Write out exactly the lines below that run from the line containing "Objective — a point for each instance of the ornate" through the last line of the records.

** START EXCERPTED DATA **

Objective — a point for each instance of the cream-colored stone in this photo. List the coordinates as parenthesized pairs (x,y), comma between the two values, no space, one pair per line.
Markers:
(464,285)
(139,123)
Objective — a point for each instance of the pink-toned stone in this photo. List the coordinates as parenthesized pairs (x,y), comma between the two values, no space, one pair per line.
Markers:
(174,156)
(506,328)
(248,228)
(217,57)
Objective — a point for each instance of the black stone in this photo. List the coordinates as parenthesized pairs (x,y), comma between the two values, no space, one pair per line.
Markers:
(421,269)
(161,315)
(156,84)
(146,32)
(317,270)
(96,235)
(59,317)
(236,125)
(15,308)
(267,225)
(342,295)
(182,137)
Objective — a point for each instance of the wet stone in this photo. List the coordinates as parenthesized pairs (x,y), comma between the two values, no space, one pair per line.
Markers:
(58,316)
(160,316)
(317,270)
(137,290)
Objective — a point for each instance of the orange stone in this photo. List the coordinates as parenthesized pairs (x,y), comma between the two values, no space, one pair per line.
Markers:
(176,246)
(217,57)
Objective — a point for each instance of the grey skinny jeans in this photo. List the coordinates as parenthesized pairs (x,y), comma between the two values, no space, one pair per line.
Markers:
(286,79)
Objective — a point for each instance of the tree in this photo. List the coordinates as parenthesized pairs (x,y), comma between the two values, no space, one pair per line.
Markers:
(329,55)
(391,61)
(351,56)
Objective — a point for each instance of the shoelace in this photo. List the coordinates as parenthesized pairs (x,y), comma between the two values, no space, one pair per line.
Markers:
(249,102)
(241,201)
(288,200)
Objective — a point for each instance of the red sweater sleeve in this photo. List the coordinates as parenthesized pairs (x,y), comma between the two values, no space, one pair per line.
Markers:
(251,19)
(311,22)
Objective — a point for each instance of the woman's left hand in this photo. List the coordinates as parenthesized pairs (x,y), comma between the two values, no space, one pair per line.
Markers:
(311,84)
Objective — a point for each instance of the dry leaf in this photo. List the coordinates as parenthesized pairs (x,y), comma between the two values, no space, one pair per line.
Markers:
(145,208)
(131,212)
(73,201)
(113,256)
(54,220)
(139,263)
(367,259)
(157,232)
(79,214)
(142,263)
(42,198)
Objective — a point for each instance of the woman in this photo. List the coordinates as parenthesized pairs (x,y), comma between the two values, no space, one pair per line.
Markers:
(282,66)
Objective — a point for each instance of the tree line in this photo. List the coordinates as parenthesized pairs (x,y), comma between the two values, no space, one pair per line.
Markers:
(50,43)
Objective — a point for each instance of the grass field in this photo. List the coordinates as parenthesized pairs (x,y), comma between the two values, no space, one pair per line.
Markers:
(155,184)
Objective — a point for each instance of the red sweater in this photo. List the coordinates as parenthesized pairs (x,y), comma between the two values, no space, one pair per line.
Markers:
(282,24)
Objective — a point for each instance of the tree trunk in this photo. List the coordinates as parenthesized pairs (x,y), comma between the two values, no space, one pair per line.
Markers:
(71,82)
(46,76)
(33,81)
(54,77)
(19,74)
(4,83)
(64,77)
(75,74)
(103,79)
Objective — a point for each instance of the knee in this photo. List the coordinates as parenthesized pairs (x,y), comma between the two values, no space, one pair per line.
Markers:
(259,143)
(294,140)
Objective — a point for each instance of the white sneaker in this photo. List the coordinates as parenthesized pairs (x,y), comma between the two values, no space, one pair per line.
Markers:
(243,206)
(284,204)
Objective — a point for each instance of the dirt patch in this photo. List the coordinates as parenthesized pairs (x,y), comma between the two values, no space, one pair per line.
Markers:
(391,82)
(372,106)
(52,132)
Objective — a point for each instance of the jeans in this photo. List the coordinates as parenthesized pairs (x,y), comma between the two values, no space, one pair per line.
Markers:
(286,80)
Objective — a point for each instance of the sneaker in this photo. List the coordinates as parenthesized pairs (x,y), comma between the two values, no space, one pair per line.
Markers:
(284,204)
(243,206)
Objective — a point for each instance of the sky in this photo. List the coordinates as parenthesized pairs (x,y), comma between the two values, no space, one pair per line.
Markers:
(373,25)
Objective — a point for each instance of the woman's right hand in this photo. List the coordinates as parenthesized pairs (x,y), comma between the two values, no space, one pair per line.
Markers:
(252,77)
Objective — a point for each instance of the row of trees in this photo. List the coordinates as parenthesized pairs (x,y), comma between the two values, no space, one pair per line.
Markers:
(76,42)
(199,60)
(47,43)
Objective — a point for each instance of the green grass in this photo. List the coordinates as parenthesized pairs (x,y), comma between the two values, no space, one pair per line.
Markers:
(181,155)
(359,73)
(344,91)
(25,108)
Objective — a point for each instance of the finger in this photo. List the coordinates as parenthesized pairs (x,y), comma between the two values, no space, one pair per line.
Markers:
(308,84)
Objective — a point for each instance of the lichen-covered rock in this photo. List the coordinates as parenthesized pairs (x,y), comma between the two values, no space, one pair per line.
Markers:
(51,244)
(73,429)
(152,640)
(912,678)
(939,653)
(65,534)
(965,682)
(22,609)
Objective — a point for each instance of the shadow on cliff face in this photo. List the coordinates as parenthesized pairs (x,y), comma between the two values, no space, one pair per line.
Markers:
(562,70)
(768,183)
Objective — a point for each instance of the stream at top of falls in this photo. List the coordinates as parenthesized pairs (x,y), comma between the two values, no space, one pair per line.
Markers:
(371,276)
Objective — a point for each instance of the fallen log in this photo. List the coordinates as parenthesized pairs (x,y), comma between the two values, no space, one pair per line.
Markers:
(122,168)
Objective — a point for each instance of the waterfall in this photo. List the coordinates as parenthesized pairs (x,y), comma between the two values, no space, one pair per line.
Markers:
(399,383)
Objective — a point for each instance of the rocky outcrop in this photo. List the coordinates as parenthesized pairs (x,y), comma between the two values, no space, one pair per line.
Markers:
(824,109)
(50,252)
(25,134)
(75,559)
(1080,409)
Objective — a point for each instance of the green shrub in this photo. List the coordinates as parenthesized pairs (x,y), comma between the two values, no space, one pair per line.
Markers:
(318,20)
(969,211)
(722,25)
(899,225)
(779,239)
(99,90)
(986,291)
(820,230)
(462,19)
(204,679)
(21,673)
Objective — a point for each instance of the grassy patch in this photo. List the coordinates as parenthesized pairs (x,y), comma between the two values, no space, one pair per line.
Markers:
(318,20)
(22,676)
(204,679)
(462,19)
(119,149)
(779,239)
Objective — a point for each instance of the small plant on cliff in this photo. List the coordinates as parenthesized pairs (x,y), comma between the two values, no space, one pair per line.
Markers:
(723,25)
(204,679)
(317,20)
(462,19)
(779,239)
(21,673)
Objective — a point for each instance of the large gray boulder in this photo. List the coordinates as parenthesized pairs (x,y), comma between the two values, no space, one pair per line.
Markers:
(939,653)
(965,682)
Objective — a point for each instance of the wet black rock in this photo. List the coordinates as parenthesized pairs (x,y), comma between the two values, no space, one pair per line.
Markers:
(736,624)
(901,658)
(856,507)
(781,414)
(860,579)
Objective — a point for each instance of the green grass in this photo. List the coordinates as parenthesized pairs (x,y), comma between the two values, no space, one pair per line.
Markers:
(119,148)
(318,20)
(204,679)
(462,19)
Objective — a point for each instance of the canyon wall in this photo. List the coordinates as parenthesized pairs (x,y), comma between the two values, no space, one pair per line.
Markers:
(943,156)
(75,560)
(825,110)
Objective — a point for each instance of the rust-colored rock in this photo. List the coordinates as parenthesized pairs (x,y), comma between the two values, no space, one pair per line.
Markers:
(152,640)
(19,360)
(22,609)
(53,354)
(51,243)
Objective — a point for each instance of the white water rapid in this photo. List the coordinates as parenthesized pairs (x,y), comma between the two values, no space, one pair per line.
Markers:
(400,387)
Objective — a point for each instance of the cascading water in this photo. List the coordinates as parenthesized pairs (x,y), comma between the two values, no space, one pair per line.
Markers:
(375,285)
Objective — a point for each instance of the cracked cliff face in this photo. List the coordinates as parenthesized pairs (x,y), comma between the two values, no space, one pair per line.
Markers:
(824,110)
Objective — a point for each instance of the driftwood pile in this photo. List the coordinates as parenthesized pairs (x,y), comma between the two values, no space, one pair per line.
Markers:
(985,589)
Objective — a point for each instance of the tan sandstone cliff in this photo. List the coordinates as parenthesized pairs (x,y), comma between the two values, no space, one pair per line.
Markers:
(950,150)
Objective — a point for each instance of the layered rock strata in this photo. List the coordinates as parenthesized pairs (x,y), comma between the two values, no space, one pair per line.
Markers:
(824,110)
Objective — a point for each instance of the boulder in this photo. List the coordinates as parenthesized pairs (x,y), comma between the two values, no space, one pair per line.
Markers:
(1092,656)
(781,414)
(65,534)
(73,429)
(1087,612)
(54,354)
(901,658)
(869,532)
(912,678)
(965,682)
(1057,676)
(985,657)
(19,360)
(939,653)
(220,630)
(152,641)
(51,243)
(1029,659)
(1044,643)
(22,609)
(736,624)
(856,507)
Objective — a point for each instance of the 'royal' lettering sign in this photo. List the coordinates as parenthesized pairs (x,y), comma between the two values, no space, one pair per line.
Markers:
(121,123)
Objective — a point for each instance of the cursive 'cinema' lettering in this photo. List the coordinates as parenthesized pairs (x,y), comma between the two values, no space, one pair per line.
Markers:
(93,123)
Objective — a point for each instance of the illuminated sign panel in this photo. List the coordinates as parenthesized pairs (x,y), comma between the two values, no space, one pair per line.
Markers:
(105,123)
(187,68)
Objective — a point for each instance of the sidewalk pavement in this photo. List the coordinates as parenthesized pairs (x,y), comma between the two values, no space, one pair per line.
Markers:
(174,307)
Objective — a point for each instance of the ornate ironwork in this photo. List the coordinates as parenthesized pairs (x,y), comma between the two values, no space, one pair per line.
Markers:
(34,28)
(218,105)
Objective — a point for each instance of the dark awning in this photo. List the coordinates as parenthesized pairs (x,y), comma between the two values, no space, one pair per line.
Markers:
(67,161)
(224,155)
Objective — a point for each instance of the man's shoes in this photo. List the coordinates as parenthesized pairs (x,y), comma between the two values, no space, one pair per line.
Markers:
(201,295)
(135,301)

** END EXCERPTED DATA **

[EXERCISE SOLUTION]:
Objective — a point for each instance of the ornate ironwork in this photo. List the coordinates as parenthesized pairs (x,y), comma between the two values, no space, one pair per line.
Markers:
(34,28)
(218,105)
Objective — a point for each instance of the dark awning in this photo. List the coordinates as parenthesized pairs (x,y), comma between the two values, no space, one pair per line.
Markers:
(67,161)
(224,155)
Objective — a point for each instance of the man's shoes in this photo. List the coordinates as parenthesized pairs (x,y), comma between the two values, no space, one pair per line.
Markers:
(201,295)
(135,301)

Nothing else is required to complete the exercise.